原文节选:
───
Es6.x语法探索【结束】

最新推荐文章于 2022-10-15 09:30:11 发布

PHPerJiang

最新推荐文章于 2022-10-15 09:30:11 发布

阅读量275

点赞数

分类专栏： elasticsearch

本文链接：https://blog.csdn.net/qq_36558538/article/details/101099599

版权

elasticsearch 专栏收录该内容

12 篇文章 0 订阅

订阅专栏

2019-09-21

script使用表达式expression进行打分

/**
	 * 使用打分函数来进行排序
	 * @Author: jiangyu
	 * @Time: 2019/9/20 18:00
	 */
	function search_func_score(){
		$params = [
			'index' => 'func_score',
			'type'  => 'doc',
			'body'  => [
				'query' => [
					'function_score' => [
						'query' => ['match' => ['test' => "quick brown fox"]],
						'script_score' => [
							'script' => [
								'lang' => 'expression',
								'source' => "_score * doc['popularity']"
							]
						]
					]
				]
			]
		];
		$client = ClientBuilder ::create() -> build();
		echo json_encode($client -> search($params));
	}

使用表达式打分的话注意lang要选用expression,此外与painless不同的是，souce中获取文档内容字段不能再使用ctx._source.xx的形式,ctx是应用在update、update-by-query、reindex上的，而是doc[xx]的格式是查询聚合的方式来获取文档字段值。如上图的表达式是将打完分后的分值再乘上popularity的值，最后汇总打分并按照分值倒排来返回结果。

脚本获取参数值

function search_func_score(){
		$params = [
			'index' => 'func_score',
			'type'  => 'doc',
			'body'  => [
				'query' => [
					'function_score' => [
						'query' => ['match' => ['test' => "quick brown fox"]],
						'script_score' => [
							'script' => [
								'lang' => 'expression',
								'source' => "_score + count",
								'params' => ['count' => 2],
							]
						]
					]
				]
			]
		];
		$client = ClientBuilder ::create() -> build();
		echo json_encode($client -> search($params));
	}

查询打分使用的expression脚本，获取参数值时不再使用params.xx来获取params数组中的参数值，而是直接使用params中参数的key名来获取值。
───
提取数据:
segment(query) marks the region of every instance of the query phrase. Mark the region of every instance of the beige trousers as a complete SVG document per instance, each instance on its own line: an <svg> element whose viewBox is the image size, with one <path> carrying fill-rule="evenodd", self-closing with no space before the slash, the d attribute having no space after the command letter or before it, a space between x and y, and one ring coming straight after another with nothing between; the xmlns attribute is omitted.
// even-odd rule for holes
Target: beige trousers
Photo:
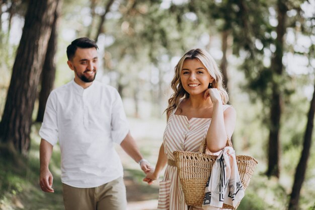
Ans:
<svg viewBox="0 0 315 210"><path fill-rule="evenodd" d="M122 177L97 187L80 188L62 184L65 210L126 210Z"/></svg>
───
任务要求:
1. 关于表达式打分的文章中，expression脚本获取参数值时用什么方式？
2. 从结尾处接着续写关于表达式打分的文章。

各题答案:
1. 不再用params.xx，而是直接用params中参数的key名来获取值。

2.
给一个字段打分

function search_script_field(){
		$params = [
			'index' => 'func_score',
			'type'  => 'doc',
			'body'  => [
				'query' => [
					'match_all' => new  \stdClass()
				],
				'script_fields' => [
					'test1' => [            //脚本获取文章值并计算积
						'script' => [
							'lang' => 'painless',
							'source' => "doc['popularity'].value * 2"
						]
					],
					'test2' => [            //脚本获取参数值并与文档值乘积
						'script' => [
							'lang' => 'painless',
							'source' => "doc['popularity'].value * params.count",
							'params' => ['count' => 3]
						]
					],
					'test3' => [               //给这个字段打分，但注意无法使用painless及paramas数组传值
						'script' => "params['_source']['popularity'] * 4"
					],
				]
			]
		];
		$client = ClientBuilder ::create() -> build();
		echo json_encode($client -> search($params));
	}

这里要区分脚本字段打分中的参数 doc[xxx].value 和 params['_source'][xxx],第一个使用doc关键字，将导致将该字段的术语加载到内存中（缓存），这将导致执行速度更快，但会占用更多内存。另外，该doc[...]表示法仅允许使用简单的值字段（您不能从中返回json对象），并且仅对未分析或基于单个术语的字段有意义。但是，仍然建议使用doc[...]来访问文档中的值（如果可能的话）因为_source每次使用时都必须对其进行加载和解析。使用_source非常慢。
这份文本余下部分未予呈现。